§ **DIRECTIONS FOR THIS TASK**
Scale the listing from the line with "Practice. Find the winch" through its end. Write those lines out again, requests included, with each point coordinate in the answers multiplied by 2.2 and rounded to a whole number (halves up), and give nothing but those lines.

§ **PROVIDED RECORDS**
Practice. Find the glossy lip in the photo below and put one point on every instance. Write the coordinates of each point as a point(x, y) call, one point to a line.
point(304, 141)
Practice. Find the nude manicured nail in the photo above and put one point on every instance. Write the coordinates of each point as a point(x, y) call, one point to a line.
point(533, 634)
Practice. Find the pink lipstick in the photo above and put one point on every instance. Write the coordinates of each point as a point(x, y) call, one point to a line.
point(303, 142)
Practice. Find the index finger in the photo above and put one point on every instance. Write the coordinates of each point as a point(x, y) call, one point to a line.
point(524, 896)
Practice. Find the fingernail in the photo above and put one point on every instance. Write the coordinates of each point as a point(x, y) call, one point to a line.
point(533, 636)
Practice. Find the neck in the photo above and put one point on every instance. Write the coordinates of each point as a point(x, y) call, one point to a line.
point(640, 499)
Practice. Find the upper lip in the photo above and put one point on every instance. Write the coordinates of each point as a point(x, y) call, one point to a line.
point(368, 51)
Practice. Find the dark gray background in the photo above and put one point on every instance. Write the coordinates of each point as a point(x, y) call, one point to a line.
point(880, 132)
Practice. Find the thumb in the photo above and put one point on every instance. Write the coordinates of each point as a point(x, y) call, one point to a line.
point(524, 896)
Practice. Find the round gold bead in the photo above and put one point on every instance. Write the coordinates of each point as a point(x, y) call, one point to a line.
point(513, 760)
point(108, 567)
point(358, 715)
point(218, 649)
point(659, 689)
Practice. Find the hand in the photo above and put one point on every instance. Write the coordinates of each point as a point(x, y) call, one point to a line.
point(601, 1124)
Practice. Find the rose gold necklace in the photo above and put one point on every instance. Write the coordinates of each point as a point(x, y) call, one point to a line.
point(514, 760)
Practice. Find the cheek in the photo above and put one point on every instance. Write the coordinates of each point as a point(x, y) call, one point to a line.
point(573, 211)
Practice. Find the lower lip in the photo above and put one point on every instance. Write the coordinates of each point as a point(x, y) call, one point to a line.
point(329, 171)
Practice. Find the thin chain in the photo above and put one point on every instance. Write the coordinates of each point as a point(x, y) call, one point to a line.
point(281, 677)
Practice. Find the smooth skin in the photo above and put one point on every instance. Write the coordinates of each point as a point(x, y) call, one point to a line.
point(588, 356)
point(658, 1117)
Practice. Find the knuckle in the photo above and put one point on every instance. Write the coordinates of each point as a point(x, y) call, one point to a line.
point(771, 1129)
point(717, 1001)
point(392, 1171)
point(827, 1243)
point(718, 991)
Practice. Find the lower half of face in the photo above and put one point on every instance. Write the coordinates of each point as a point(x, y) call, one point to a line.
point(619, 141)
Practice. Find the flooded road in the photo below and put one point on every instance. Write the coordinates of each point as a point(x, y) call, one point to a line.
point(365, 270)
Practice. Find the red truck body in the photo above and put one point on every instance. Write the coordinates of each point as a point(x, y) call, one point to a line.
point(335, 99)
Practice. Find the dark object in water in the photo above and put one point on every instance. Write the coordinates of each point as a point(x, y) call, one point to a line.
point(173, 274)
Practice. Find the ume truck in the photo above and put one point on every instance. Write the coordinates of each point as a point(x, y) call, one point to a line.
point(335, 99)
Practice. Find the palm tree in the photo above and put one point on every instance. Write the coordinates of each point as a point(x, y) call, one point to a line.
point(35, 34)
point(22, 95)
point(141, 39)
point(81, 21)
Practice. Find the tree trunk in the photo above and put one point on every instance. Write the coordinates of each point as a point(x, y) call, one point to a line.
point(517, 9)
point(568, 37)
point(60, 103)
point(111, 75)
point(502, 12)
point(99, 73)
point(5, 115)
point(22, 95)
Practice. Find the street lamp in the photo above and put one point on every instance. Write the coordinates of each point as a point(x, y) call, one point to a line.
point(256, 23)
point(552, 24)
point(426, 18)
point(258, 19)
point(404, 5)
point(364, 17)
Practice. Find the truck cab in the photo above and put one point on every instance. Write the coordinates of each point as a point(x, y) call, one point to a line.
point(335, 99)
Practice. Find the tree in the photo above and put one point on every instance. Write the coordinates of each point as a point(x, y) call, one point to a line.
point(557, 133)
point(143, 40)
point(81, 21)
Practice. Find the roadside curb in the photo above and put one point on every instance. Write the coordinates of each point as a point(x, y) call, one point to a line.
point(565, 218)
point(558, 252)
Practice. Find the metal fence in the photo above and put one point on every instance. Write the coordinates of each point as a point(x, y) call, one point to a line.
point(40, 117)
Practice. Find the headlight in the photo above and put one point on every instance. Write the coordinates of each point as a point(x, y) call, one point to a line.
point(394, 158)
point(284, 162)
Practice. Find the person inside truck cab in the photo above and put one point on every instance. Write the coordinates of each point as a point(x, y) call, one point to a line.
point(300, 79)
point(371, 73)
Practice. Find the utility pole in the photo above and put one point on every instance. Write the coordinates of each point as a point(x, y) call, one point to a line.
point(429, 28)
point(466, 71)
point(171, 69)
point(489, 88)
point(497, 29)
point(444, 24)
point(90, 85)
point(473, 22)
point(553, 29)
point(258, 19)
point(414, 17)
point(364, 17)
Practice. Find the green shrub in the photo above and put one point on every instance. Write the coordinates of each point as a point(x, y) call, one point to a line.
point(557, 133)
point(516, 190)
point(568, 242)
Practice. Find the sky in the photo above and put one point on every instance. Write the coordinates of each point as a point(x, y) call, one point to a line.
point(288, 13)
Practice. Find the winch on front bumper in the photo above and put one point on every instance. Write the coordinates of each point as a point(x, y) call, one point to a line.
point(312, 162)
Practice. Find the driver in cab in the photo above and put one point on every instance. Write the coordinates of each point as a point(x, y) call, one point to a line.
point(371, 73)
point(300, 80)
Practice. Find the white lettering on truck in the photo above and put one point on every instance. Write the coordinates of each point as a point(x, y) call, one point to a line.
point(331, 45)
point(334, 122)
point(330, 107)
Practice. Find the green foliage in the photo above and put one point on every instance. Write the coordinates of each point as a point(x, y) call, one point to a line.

§ **EXERCISE SOLUTION**
Practice. Find the winch on front bumper in the photo above and put one point on every instance. Write the coordinates of each point as a point(x, y) call, one point to a line.
point(686, 356)
Practice. Find the driver in cab in the photo above and put one point on every instance. Write the coordinates of each point as a point(x, y) call, one point to a line.
point(816, 161)
point(660, 176)
Practice. Find the white lettering on truck in the photo above and put one point on every instance. Write the coordinates of each point as a point(x, y) call, one point to a line.
point(728, 99)
point(735, 268)
point(726, 235)
Practice. Find the green foliage in the photo above and put one point on every instance. Write the coordinates of each point as a point(x, y) call, one point to a line.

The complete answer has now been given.